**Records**
========================
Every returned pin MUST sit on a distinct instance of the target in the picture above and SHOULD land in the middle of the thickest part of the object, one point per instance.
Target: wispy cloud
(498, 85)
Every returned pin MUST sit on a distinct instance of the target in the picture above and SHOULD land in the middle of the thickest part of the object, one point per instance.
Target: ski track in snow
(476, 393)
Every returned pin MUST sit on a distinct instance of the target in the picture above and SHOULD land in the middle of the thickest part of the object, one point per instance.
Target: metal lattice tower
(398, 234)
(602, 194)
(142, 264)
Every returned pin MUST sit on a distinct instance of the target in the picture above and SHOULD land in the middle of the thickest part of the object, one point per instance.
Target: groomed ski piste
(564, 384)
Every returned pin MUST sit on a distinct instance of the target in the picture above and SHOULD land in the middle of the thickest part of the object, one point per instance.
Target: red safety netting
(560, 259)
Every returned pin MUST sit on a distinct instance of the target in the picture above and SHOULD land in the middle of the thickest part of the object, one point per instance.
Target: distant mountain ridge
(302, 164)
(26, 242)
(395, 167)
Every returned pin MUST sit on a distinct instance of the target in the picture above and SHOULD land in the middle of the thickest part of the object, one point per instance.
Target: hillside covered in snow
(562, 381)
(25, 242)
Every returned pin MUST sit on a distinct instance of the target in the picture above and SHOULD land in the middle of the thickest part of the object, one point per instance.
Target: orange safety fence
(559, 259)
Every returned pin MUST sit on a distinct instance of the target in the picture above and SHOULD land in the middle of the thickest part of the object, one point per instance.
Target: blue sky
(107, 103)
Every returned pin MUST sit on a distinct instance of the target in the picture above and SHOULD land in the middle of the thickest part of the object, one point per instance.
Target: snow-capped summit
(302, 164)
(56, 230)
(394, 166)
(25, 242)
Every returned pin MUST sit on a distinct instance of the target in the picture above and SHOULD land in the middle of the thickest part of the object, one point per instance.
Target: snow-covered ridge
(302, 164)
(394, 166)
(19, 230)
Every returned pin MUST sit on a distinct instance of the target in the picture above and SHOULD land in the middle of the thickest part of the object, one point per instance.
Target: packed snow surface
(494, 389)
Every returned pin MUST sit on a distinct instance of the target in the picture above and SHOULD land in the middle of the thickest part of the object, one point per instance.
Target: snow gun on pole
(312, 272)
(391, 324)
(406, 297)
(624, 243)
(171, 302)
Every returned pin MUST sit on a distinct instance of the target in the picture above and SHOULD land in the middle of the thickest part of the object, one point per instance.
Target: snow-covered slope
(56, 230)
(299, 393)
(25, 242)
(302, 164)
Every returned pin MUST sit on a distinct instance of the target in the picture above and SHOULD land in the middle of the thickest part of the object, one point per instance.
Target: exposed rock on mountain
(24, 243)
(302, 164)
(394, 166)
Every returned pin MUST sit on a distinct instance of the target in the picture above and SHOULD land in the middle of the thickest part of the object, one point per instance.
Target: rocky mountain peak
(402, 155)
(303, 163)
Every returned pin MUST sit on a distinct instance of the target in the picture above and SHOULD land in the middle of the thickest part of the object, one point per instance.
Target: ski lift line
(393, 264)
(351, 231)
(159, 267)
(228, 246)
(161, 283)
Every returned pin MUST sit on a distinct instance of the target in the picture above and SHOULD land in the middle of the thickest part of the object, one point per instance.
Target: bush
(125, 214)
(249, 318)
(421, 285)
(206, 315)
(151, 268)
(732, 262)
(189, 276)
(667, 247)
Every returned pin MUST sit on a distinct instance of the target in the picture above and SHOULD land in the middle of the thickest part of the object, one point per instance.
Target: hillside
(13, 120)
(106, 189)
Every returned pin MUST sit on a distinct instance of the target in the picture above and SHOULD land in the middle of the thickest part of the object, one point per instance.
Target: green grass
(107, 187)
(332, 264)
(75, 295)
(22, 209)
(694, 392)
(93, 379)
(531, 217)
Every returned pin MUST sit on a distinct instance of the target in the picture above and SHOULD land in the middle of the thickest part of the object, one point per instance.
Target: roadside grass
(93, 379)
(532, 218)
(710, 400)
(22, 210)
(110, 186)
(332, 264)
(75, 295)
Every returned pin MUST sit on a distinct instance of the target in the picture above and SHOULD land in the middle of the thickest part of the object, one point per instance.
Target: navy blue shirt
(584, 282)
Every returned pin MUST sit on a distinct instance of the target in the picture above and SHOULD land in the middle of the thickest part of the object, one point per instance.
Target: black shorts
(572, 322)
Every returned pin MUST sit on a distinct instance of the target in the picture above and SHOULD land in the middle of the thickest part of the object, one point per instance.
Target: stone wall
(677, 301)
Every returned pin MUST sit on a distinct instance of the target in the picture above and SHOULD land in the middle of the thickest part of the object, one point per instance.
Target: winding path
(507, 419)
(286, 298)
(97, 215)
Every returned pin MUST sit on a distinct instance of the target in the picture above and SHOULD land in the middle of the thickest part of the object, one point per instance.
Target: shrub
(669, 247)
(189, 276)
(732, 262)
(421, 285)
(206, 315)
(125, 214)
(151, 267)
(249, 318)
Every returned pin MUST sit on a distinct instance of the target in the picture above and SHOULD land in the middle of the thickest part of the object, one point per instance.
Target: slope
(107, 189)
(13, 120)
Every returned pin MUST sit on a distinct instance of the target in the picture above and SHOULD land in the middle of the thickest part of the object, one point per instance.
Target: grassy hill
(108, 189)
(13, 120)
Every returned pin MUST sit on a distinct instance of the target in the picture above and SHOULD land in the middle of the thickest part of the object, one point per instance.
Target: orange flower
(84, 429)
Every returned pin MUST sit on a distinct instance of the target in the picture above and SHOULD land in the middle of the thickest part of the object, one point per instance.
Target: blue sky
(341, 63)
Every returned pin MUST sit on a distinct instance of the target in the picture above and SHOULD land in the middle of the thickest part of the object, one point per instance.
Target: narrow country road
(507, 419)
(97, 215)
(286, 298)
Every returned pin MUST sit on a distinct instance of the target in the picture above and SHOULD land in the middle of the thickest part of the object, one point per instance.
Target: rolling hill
========================
**Your instructions**
Please show every line of the data above that contains the word "hillside".

**Final answer**
Target: hillside covered in snow
Target: hillside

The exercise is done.